Seitenauszug —
______________________________

Eine Glosse von Alexander Josefowicz

"Natürlich hab ich das gelesen!" Im Brustton der Überzeugung vorgetragen, ist das wohl eine der beliebtesten Lügen unter kulturaffinen Menschen. Oder solchen, die gern so wahrgenommen werden wollen: Die Umfrage eines britischen Buchklubs ergab, dass 71 Prozent der Einwohner des Königreichs behaupten, Klassiker gelesen zu haben, die in Wirklichkeit nur als Zierde des Bücherregals vor sich hinstauben. Am meisten geflunkert wird jenseits des Ärmelkanals, wenn es um "Stolz und Vorurteil", "Der Herr der Ringe", "Jane Eyre", "Tess von den d'Urbervilles" und "Der kleine Hobbit" geht.

In Deutschland dürfte die Gesamtzahl der Leselügner vermutlich nicht viel niedriger liegen. Wer gibt sich im Gespräch schon gern die Blöße, an den "Buddenbrooks", an "Die Blechtrommel" oder "Effi Briest" gescheitert zu sein oder die Lektüre von vornherein verweigert zu haben?

______________________________

Gegebene Informationen —

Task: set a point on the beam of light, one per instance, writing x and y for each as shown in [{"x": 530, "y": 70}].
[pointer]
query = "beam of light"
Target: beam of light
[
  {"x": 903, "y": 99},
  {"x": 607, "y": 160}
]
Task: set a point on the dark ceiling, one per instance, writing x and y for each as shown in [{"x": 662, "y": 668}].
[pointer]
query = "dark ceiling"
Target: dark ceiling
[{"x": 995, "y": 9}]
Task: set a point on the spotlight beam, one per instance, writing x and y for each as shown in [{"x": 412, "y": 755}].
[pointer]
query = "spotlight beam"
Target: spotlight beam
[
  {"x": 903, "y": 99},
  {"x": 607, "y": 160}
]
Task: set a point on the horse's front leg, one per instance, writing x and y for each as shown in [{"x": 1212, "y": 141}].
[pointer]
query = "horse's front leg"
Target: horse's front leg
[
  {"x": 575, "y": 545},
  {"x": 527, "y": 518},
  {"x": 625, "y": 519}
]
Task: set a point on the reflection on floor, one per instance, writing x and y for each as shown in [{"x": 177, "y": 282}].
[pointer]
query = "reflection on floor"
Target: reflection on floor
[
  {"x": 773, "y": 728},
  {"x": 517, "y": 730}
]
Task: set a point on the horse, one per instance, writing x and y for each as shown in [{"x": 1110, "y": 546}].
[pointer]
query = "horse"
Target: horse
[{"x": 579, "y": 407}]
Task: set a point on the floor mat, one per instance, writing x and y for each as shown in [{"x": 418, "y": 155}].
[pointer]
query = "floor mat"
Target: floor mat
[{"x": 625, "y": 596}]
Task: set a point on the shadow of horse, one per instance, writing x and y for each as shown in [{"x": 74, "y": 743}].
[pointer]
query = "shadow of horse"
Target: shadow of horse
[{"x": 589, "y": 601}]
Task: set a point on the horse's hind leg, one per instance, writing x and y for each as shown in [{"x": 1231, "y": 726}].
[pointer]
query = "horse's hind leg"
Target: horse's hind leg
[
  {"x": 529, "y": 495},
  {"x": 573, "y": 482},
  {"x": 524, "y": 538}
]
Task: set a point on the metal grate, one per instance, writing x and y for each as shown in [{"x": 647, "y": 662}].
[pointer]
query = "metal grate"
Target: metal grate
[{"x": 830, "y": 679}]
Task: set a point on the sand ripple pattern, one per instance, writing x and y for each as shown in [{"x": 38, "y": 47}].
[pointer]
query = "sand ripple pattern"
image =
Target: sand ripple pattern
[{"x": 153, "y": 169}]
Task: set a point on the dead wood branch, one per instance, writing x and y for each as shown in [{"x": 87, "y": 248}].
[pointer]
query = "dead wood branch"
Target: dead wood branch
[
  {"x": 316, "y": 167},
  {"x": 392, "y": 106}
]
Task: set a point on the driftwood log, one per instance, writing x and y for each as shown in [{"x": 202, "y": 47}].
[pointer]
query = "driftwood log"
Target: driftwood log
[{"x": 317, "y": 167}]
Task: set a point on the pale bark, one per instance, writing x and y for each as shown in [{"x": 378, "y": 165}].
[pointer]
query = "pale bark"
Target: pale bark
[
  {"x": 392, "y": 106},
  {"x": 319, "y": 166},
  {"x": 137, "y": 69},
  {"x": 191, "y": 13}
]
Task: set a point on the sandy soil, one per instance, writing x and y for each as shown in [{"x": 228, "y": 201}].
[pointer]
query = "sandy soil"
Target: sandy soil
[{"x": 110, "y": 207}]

______________________________

Aufgabenstellung —
Führe die Glosse über vorgetäuschte Klassikerlektüre im Anschluss an ihren letzten Satz fort.

Antwort —
Mindestens genauso spannend wäre nun eine Umfrage nach den Büchern, von denen alle behaupten, sie nicht gelesen zu haben. Mit Sicherheit finden sich in so manchem Bildungsbürgerhaushalt völlig zerlesene Exemplare der "Twilight"-Vampirschmonzetten von Dan Browns gesammelten Verschwörungsreißern und meterweise "Wanderhure"-Mittelalterkitsch. Gut versteckt in den zweiten Reihen des ansonsten wohlsortierten Regals, natürlich. Soll ja schließlich keiner wissen, dass man sich auch gern einmal literarischen Sünden hingibt.